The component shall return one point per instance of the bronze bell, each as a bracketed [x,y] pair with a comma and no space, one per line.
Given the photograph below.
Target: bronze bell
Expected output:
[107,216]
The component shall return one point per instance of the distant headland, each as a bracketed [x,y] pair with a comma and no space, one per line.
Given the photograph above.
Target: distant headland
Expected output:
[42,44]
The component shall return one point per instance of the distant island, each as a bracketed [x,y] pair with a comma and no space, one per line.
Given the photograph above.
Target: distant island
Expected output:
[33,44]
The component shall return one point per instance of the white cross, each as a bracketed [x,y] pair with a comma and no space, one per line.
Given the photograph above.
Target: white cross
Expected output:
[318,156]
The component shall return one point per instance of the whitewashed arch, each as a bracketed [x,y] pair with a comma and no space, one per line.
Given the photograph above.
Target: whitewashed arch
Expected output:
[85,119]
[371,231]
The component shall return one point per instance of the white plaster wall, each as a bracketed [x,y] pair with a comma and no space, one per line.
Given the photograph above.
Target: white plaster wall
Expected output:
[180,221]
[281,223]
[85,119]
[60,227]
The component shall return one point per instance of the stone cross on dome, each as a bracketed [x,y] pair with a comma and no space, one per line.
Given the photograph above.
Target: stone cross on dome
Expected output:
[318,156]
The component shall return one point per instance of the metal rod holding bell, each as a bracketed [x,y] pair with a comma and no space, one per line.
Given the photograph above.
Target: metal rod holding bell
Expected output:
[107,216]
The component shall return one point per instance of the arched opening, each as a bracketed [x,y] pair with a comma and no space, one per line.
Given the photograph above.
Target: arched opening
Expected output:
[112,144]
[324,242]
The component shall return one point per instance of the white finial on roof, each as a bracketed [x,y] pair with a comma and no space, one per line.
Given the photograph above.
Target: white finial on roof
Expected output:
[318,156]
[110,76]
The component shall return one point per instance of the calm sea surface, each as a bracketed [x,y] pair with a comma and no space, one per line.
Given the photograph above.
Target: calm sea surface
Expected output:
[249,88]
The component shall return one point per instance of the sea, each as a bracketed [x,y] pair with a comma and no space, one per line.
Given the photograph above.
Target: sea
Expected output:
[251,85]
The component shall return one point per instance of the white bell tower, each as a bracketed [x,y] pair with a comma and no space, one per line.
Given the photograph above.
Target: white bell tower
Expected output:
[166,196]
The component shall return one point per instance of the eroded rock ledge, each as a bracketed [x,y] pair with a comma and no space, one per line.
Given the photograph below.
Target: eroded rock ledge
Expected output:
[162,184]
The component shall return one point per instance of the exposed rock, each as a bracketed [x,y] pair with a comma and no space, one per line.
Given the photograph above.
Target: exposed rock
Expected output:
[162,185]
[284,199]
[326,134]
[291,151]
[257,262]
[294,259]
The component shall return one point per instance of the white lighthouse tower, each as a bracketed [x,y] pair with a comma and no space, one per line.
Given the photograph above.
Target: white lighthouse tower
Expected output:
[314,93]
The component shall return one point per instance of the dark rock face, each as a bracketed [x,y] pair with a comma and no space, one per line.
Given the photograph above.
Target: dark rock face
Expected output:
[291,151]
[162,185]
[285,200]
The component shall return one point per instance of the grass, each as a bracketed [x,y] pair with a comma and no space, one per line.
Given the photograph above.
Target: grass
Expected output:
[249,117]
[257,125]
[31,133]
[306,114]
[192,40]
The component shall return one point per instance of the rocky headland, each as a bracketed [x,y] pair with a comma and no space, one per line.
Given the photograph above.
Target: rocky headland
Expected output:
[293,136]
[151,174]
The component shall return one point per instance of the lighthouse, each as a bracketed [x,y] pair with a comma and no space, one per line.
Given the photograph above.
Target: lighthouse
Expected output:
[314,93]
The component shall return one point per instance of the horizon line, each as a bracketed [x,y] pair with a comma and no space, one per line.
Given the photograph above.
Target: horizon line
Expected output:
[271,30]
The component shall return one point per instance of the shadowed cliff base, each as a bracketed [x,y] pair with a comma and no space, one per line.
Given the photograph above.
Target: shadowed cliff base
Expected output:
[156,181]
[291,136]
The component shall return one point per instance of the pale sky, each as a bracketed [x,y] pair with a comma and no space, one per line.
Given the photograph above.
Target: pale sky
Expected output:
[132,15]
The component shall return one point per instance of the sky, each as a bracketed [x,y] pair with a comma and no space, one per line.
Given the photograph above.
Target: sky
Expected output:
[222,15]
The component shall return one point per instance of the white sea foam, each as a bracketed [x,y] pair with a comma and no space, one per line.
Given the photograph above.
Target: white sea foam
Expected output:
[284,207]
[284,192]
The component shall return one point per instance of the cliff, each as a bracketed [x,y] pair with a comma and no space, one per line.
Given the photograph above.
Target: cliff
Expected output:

====

> **Set exercise**
Starting at the line that contains "The component shall return one point per instance of the pale" and ending at the final line, rewrite those lines in full, requests included, scaling every coordinate in the answers by 1.65 and rounding each to a whole number, with halves rounded up.

> **Problem solution**
The component shall return one point per instance of the pale sky, each as a bracketed [x,y] pair with a comma and no space, one per line.
Given the photograph above.
Target: pale sky
Expected output:
[218,25]
The component shall return one point per instance of the sky, each as a bracketed [x,y] pair with a comma and no space, one per line.
Given the photograph above.
Target: sky
Expected output:
[366,25]
The component shall return one point per instance of the white sea foam, each as a bracketed [x,y] pair with a comma and no space, one per line.
Given the photograph above.
Target: white sea foam
Expected output:
[469,342]
[469,317]
The component shall return one point per instance of the cliff, each as a bracketed [x,y] pair with a comma and no space, one per line.
Given the photograph above.
Target: cliff
Expected output:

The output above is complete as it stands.